___ DATA FOR THIS TASK ___

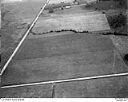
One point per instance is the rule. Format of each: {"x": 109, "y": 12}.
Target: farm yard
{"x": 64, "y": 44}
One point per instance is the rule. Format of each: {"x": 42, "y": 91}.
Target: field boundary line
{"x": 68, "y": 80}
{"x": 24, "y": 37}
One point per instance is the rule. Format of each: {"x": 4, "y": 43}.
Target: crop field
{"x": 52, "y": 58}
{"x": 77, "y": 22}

___
___ DATA FOR THIS TASK ___

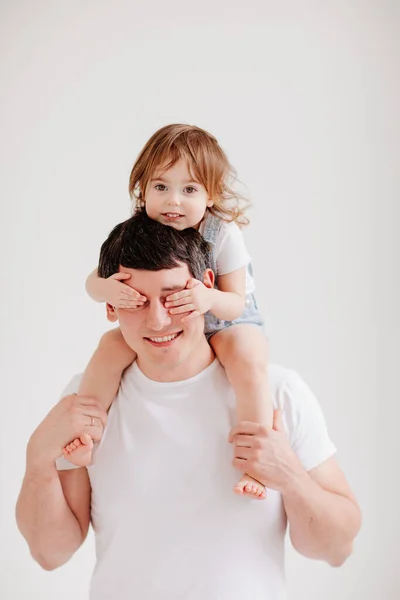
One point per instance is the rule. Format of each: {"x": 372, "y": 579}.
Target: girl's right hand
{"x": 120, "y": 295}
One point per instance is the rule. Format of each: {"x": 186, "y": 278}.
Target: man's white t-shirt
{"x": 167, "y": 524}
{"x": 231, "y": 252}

___

Each line of the data that holds the word "Format" should be copied.

* **OUTPUT OF THE EXERCISE**:
One point per instance is the rule. Format of each: {"x": 109, "y": 12}.
One point per instance is the rule. Format of each: {"x": 42, "y": 91}.
One point per instance is the rule. Format of each: {"x": 4, "y": 43}.
One point per instance is the rule. Format of each: {"x": 372, "y": 579}.
One point per instance is the rule. Format of each: {"x": 186, "y": 278}.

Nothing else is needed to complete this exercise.